Stored data entries
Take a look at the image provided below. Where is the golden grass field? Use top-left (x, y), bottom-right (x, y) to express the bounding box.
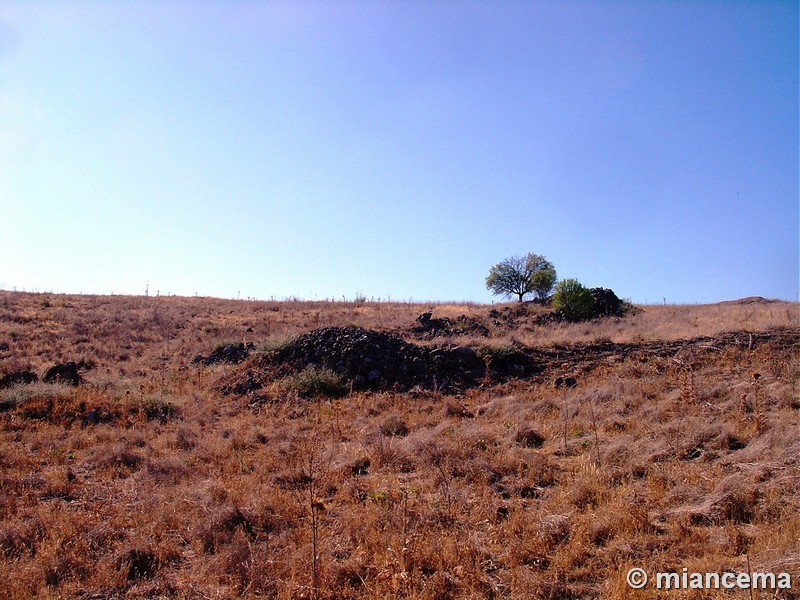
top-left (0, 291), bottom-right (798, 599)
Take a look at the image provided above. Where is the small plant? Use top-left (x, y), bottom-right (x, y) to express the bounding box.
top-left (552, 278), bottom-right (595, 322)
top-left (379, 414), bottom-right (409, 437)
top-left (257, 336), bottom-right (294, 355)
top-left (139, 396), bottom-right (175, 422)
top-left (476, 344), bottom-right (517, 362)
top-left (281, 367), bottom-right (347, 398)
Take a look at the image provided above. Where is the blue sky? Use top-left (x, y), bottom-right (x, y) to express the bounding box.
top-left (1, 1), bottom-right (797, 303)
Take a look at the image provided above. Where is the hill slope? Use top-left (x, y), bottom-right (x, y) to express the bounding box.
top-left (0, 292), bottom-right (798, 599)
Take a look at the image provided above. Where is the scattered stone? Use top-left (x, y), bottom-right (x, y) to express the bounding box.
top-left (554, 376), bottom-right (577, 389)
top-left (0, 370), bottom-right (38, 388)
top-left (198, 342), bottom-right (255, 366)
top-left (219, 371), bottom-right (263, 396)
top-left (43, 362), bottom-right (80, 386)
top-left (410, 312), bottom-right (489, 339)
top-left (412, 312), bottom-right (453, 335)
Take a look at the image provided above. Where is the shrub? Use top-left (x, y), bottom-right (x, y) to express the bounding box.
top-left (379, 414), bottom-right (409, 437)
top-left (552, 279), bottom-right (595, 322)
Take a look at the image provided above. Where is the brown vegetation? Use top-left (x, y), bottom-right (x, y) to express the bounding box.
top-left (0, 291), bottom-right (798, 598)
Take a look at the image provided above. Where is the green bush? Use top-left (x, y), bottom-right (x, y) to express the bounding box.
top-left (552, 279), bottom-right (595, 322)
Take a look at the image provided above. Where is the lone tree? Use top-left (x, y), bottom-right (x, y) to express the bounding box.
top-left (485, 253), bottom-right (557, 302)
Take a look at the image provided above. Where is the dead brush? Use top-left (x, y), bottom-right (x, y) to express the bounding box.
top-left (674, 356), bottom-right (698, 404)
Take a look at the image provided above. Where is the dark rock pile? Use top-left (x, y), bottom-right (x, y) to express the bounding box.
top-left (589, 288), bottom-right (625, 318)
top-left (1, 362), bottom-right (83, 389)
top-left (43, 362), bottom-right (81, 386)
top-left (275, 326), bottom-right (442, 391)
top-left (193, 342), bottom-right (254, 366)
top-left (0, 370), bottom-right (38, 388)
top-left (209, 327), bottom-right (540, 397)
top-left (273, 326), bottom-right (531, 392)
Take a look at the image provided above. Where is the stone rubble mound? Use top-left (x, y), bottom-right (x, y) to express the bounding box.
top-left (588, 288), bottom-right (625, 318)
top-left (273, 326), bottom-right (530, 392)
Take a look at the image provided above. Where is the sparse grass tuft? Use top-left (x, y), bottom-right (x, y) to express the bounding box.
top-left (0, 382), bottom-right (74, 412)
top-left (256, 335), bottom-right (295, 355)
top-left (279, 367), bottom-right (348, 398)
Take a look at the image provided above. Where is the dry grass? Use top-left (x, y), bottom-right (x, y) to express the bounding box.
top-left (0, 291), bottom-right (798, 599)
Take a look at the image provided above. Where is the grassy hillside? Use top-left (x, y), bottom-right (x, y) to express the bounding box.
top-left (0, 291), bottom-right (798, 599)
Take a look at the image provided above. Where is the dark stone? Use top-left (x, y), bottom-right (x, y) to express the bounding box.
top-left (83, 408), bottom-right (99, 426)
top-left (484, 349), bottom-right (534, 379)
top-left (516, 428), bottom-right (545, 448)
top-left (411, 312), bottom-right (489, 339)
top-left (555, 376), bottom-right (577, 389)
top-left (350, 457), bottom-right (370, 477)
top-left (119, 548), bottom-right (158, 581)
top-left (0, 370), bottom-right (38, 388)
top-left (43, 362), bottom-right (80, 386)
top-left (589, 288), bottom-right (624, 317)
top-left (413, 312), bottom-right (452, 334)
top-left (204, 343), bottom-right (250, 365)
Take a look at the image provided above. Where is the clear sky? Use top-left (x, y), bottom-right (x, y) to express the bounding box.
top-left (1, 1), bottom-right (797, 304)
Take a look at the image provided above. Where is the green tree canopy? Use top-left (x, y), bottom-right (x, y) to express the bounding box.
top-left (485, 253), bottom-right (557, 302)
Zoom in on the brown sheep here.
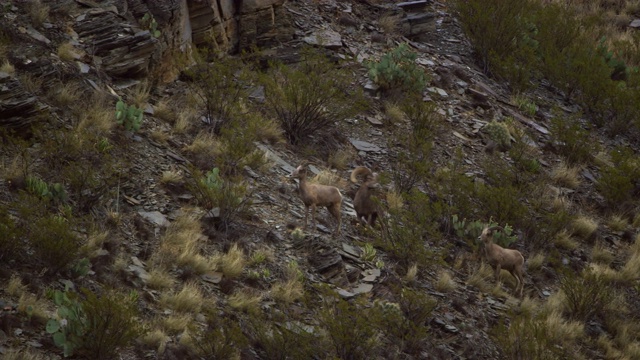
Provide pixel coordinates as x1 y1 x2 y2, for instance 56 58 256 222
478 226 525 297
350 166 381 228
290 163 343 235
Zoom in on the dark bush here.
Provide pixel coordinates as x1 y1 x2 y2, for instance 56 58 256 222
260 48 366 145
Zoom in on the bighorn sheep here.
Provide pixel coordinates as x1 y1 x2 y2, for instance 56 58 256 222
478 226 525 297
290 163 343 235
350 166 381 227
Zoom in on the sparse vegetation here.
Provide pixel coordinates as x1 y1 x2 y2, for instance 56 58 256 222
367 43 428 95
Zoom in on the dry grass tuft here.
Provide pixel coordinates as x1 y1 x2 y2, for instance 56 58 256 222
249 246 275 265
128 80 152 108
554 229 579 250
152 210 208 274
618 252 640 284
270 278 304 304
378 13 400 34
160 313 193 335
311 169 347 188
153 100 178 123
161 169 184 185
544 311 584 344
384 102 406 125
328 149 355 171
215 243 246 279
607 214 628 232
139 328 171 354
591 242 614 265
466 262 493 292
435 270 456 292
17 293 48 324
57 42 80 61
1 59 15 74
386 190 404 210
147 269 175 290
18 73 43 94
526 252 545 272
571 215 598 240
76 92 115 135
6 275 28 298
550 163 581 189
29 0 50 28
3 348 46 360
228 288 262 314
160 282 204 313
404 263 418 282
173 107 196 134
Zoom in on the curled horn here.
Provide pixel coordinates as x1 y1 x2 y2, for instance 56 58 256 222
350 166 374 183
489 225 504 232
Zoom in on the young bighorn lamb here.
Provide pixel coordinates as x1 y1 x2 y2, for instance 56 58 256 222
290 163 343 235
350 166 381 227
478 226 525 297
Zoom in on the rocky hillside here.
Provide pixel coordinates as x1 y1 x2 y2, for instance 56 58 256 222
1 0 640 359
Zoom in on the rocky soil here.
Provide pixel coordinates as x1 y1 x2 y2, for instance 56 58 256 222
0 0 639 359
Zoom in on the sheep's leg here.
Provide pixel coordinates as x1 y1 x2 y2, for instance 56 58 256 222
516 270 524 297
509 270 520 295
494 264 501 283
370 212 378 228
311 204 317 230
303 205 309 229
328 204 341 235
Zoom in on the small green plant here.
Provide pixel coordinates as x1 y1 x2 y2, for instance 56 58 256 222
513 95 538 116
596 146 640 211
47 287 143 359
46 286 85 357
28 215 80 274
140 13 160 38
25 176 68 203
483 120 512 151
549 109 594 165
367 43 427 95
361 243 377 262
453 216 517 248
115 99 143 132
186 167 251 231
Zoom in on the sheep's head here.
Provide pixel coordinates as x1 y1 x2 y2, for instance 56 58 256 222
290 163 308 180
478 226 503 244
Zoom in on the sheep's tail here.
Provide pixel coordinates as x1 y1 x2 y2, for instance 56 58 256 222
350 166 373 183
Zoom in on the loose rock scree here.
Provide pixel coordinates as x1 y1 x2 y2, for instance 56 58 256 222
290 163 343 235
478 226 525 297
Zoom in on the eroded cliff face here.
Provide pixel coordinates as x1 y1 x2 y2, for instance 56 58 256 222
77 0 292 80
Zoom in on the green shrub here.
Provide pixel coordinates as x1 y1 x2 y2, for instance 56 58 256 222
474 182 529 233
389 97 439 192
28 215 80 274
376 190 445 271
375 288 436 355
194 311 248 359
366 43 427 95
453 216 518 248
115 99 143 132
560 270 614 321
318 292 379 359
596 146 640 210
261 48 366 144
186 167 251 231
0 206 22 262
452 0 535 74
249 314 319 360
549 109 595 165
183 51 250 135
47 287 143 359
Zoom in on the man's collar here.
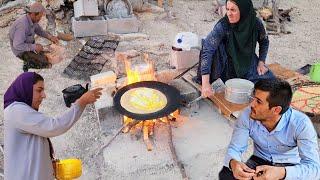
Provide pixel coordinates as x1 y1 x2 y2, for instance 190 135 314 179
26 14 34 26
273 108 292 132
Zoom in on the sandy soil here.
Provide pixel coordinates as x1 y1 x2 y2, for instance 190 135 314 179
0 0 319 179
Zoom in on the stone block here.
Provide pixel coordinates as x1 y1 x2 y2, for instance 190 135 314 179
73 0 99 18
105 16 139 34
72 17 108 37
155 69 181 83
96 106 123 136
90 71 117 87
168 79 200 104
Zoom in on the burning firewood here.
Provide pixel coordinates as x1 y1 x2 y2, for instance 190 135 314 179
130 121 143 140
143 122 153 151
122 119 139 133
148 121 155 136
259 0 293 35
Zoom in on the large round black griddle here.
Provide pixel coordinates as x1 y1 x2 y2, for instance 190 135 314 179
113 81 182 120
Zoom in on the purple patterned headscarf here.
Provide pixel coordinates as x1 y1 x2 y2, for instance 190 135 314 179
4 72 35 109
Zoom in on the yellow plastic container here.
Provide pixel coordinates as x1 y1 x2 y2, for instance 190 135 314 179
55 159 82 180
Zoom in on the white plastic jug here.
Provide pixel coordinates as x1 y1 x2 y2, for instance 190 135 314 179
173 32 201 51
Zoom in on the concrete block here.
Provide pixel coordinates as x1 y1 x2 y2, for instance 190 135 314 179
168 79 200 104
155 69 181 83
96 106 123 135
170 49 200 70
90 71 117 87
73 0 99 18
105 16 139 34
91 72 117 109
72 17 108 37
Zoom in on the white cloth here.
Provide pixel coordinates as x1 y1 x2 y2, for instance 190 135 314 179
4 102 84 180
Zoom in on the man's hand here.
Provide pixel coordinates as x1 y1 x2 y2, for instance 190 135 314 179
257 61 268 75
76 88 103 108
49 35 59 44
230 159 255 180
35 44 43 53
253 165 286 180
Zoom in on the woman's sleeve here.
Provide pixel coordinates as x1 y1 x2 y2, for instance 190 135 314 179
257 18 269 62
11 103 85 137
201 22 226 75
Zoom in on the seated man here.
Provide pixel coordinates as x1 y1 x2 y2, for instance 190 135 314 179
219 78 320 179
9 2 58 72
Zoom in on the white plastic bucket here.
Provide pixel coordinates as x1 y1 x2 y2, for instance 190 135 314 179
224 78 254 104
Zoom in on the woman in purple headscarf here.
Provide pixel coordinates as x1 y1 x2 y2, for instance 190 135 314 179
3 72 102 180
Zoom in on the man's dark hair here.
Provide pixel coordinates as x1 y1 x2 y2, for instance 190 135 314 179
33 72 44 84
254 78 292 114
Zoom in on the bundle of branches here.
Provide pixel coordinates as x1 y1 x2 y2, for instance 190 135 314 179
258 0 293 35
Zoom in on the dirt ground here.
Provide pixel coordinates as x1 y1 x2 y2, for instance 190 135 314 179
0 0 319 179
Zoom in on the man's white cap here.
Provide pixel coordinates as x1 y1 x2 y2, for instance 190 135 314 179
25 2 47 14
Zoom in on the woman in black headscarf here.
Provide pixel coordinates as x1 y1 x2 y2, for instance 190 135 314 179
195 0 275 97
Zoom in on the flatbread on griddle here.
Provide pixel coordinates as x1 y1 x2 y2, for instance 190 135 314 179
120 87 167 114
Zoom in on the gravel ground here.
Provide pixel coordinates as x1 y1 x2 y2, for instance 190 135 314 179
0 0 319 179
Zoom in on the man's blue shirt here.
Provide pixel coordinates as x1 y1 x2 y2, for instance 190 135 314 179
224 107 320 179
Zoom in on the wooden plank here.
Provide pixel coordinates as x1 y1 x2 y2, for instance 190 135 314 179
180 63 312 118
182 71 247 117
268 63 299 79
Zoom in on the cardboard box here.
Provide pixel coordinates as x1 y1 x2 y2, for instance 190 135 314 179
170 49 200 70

• [Required work]: Give the number of lines in the entries that include the string "block", and nothing else.

• [Answer for this exercise]: 2